Labeled-object pointing entries:
•••••

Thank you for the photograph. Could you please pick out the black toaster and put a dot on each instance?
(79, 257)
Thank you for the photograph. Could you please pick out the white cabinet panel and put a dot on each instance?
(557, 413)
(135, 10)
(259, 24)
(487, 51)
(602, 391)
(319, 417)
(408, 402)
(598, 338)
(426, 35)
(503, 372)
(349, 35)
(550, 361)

•••••

Transcribe the data above in full, exactly.

Thank you for the photograph. Could you please pick out the black toaster and put a dot on each instance?
(79, 257)
Thank you for the photograph. Could you please pick out the white cabinet panel and put a dot on each instance?
(557, 413)
(135, 10)
(259, 24)
(487, 51)
(602, 391)
(319, 417)
(408, 402)
(598, 338)
(426, 35)
(503, 372)
(349, 35)
(550, 361)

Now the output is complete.